# Tarea propuesta
Escribe la continuación del texto sobre las juntas directivas a partir de su última oración.

# Fragmento para leer
- - - -

Estar en una junta directiva exige más que un buen nombre: requiere preparación, perspicacia y el coraje de cuestionar con respeto e inteligencia, incluso cuando todo aparenta estar bien.

Una de las experiencias más valiosas que he tenido en mi carrera profesional fue comenzar mi vida laboral como asistente de gerencia en una compañía que me dio la oportunidad de ver, desde muy temprano, el funcionamiento íntimo de una organización. El gerente general confió en mí plenamente y me asignó tareas estratégicas: asistir a las juntas directivas, preparar la información para dichas reuniones, hacer seguimiento a los compromisos y ser su mano derecha en lo que a gobierno corporativo se refiere.
Fue allí, en esa etapa formativa, donde desarrollé una sensibilidad particular para entender la dinámica que se presenta entre la administración y la junta. Y también fue allí donde descubrí, con cierto asombro, lo vulnerables que pueden ser incluso las juntas mejor conformadas.

- - - -

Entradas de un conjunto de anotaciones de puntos
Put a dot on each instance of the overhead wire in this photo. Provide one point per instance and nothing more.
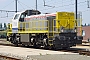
(8, 4)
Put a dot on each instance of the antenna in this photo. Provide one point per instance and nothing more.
(47, 5)
(16, 5)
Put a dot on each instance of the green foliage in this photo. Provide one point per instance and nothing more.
(0, 25)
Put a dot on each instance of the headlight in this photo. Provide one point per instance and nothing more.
(62, 30)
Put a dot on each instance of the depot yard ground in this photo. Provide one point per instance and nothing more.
(40, 54)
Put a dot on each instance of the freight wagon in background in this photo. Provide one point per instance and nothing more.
(52, 30)
(85, 32)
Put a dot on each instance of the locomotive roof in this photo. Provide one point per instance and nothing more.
(41, 15)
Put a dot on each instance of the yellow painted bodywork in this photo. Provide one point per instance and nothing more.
(63, 19)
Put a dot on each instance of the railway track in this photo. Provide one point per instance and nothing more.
(72, 50)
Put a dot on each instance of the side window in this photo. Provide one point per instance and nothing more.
(22, 16)
(16, 16)
(83, 33)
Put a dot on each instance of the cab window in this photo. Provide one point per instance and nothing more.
(16, 16)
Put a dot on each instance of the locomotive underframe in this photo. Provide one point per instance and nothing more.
(63, 40)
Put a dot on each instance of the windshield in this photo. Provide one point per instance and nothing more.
(16, 16)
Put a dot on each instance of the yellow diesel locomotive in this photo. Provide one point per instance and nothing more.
(50, 30)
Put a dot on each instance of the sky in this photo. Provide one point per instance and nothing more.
(57, 5)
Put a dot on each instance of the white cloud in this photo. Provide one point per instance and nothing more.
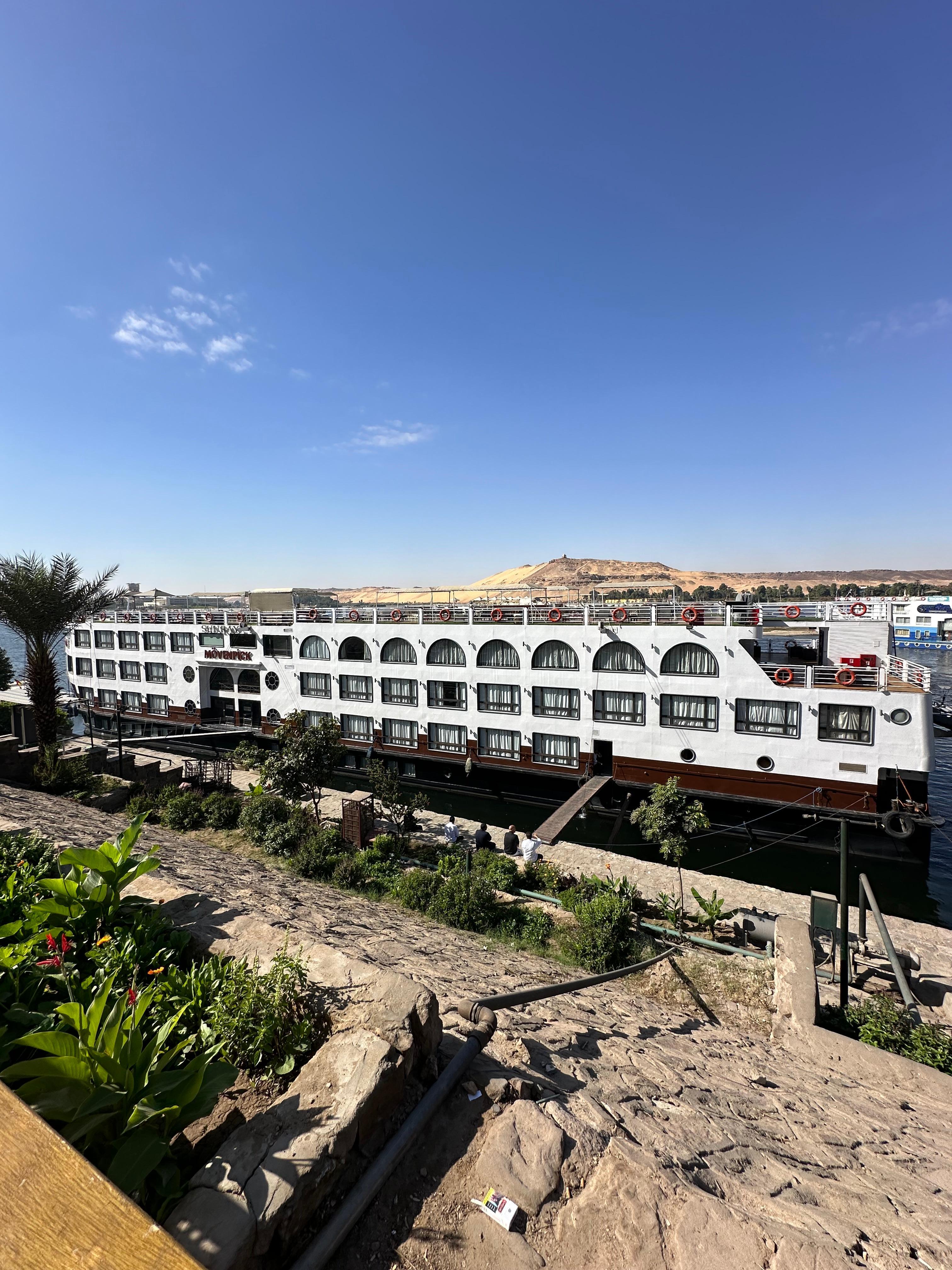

- - - -

# Respuesta a la tarea
Con frecuencia me encontraba frente a miembros de junta que, tras varias reuniones, seguían sin comprender del todo el negocio. Repetían preguntas básicas, generalizaban conceptos o requerían explicaciones elementales, una y otra vez, sobre los mismos temas. No era por falta de capacidad intelectual, sino por falta de preparación. No leían con rigor los documentos enviados previamente, llegaban sin un marco crítico, y aceptaban la narrativa que les era presentada sin mayor cuestionamiento.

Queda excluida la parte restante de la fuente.